- STORED DATA
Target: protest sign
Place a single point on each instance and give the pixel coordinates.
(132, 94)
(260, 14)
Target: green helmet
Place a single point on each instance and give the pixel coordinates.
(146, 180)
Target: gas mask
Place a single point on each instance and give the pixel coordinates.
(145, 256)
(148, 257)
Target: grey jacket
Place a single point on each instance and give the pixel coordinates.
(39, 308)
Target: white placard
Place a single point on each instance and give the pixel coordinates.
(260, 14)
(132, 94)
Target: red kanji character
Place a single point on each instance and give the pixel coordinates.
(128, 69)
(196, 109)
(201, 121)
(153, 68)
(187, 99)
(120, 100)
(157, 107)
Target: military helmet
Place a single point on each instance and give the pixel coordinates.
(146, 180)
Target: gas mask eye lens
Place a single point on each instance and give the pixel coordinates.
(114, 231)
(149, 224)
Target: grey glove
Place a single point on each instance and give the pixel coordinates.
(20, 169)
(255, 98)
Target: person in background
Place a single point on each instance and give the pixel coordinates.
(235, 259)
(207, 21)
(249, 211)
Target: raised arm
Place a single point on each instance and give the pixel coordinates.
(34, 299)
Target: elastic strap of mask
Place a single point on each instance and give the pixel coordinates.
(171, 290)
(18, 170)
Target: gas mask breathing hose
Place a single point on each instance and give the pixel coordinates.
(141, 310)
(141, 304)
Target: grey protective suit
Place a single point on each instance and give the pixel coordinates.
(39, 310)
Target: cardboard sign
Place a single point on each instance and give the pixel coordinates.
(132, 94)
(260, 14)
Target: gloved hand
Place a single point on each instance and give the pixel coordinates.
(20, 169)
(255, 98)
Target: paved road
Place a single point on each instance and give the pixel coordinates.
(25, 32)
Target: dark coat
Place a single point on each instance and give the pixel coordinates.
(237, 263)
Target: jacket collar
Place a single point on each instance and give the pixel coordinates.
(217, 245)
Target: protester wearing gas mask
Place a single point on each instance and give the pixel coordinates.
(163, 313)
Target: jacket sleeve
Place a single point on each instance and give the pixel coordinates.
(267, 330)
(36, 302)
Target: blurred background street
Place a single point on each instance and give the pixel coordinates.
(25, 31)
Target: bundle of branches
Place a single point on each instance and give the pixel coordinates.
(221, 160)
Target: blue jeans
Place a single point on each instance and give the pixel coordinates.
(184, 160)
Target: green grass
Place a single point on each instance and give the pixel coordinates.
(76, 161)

- AIM OF THE EXERCISE
Reply with an exact copy of the lines running from the one containing "Target: jacket sleeve" through the end of the entries above, both ends included.

- ANSWER FOR THE TASK
Target: jacket sleeve
Place a single point on each instance and give the pixel coordinates.
(267, 330)
(36, 302)
Target: blurred background street
Place a single point on each instance and give the pixel coordinates.
(25, 31)
Target: bundle of branches
Place a single point on each instance and give the pixel coordinates.
(221, 160)
Target: blue jeans
Place a single point on each instance and give the pixel coordinates.
(184, 160)
Target: green grass
Place a single point on each instance and give the pixel coordinates.
(76, 161)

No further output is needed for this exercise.